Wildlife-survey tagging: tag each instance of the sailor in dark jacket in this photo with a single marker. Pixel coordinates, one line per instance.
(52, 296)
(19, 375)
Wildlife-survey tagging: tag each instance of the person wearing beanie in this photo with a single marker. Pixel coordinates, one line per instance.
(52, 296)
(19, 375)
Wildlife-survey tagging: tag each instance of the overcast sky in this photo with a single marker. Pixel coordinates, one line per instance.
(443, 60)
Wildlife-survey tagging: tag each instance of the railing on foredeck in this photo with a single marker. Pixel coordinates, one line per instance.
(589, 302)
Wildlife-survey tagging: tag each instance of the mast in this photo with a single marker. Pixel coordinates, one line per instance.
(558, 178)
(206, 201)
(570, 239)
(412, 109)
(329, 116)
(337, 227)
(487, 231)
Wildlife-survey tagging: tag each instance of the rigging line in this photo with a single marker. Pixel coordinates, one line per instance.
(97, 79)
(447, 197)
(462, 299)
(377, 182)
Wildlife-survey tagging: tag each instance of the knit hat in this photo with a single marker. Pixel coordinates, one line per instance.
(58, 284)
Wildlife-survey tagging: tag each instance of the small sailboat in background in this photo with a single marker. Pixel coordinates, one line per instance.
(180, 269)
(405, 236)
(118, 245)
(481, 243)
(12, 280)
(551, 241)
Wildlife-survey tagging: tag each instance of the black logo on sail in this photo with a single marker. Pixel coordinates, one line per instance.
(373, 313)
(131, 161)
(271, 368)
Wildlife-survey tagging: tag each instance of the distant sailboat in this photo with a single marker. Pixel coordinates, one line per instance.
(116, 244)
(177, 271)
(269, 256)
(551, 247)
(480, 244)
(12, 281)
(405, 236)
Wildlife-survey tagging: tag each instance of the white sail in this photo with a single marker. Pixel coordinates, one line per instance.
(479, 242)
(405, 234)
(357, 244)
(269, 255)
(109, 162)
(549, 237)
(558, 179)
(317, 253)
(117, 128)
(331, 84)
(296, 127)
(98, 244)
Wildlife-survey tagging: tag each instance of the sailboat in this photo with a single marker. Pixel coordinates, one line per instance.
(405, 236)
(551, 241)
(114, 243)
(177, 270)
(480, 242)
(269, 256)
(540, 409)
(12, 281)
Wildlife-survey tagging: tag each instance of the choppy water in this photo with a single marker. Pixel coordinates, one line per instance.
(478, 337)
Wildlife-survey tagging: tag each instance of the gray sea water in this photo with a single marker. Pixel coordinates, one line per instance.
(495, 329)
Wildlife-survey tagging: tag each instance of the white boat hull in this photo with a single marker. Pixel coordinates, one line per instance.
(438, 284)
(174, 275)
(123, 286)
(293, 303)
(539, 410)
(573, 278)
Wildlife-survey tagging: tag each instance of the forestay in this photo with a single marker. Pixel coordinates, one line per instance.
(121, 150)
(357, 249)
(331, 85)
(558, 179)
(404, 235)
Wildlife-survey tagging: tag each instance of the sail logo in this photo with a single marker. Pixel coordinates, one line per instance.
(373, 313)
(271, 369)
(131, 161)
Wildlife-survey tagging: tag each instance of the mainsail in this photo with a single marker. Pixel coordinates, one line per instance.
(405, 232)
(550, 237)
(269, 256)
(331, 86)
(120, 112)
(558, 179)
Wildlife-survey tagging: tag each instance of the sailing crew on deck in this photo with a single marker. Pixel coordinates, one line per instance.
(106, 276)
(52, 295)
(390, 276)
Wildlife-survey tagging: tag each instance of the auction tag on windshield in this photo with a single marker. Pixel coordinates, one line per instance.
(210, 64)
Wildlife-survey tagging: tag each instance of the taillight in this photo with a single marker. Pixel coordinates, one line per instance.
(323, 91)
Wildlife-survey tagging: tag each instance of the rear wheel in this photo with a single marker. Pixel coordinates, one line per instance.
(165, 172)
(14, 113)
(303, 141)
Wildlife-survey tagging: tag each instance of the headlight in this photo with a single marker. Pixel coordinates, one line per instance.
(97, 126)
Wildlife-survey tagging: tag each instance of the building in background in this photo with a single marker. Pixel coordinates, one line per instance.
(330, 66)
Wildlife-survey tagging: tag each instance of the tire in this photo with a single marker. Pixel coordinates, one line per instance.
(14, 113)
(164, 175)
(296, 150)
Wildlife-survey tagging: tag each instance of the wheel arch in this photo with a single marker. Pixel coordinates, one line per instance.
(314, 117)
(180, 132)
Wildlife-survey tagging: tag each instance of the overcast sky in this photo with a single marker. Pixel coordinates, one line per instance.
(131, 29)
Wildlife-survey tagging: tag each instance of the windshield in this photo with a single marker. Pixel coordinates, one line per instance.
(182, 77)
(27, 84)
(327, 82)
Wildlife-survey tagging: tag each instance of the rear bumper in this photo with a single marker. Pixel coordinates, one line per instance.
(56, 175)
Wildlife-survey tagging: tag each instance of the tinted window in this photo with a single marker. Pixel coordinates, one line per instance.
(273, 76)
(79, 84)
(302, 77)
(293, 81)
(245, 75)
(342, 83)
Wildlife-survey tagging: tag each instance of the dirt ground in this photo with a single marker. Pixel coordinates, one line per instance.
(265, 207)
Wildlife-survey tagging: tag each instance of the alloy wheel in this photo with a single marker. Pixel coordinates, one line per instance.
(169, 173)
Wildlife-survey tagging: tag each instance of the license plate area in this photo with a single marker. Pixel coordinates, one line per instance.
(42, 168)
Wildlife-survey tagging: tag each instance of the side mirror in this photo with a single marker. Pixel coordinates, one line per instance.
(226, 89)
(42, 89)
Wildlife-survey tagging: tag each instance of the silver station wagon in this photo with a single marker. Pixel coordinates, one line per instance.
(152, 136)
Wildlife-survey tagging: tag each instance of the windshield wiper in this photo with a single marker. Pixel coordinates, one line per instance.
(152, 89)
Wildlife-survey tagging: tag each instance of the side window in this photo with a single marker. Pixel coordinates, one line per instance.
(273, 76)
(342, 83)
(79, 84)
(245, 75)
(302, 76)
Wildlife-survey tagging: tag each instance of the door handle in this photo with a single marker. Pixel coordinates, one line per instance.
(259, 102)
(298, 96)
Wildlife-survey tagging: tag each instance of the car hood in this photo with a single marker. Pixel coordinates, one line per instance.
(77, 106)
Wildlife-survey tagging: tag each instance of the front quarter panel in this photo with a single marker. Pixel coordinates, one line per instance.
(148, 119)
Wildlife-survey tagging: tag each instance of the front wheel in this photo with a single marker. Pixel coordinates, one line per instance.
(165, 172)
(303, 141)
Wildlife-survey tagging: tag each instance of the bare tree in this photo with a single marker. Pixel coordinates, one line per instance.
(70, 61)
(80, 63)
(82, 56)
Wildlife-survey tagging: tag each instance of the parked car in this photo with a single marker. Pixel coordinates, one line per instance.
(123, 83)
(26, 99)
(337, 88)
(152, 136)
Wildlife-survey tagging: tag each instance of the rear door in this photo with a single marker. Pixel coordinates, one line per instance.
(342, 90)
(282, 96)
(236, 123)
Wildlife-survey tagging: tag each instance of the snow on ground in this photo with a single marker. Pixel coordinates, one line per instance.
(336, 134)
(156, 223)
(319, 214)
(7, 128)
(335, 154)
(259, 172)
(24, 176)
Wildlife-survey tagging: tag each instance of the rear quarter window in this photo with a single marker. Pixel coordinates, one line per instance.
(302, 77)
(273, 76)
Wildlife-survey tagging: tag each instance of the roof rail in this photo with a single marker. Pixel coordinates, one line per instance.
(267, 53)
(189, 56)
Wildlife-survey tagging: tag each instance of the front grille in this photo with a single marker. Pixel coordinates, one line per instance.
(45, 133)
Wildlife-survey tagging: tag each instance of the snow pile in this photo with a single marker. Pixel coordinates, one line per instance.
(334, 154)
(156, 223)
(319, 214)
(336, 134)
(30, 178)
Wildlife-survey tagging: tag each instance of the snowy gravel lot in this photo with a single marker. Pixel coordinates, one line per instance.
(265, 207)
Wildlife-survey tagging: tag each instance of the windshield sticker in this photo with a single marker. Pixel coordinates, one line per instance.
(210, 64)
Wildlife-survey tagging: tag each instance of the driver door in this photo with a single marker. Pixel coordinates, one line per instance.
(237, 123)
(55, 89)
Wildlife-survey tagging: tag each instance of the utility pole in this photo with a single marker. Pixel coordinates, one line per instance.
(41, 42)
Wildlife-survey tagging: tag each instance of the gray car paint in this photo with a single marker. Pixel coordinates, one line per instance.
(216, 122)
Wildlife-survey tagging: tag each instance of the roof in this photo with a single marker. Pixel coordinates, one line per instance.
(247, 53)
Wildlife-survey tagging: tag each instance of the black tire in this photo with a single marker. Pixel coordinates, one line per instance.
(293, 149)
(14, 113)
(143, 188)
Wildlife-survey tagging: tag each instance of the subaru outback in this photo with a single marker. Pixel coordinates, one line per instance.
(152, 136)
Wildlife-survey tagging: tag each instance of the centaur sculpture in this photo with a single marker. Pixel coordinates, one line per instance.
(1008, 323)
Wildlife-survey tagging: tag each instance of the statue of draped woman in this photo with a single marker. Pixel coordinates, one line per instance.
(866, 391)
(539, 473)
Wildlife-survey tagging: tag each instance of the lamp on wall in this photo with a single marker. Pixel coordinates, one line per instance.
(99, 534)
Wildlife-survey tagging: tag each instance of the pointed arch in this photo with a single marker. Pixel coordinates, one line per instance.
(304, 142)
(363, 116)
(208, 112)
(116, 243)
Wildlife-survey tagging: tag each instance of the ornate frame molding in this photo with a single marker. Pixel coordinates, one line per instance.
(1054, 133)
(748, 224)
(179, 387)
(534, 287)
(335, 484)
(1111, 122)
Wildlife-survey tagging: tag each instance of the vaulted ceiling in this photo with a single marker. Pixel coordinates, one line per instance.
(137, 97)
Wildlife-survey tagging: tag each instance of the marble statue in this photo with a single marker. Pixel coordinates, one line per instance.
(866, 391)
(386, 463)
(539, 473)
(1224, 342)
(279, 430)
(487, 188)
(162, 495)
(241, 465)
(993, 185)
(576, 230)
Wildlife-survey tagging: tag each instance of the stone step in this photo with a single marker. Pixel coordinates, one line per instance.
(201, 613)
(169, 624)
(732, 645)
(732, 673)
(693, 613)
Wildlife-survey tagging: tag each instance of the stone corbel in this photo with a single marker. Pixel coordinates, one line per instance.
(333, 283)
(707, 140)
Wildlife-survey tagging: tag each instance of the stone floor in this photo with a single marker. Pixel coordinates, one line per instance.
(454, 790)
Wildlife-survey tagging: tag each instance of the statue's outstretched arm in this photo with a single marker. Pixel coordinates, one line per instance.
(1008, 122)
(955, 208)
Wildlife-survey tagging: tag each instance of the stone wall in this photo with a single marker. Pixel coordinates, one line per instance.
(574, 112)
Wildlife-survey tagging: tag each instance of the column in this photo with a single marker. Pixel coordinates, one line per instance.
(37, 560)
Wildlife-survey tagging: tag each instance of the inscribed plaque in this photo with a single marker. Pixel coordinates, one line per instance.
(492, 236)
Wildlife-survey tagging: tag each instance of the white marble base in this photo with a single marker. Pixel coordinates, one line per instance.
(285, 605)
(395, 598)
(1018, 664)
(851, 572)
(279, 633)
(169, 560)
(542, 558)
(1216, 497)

Exercise:
Please copy the items above word for word, from the line that contains "Wildlife-survey tagging: tag each instance of the black tire" through the line that contains "(1008, 323)".

Task result:
Wildlife-survey tagging: tag each instance of the black tire in this photo with a single marker. Pixel coordinates, one line per instance.
(293, 149)
(14, 113)
(143, 188)
Wildlife-survey tagging: tag each instance of the subaru outback in this photo with a single marker. Pixel coordinates, one line per instance.
(152, 136)
Wildlife-survey tagging: tag each instance of the centaur sculpture in this photo with a single marker. Pixel coordinates, one line per instance.
(1008, 323)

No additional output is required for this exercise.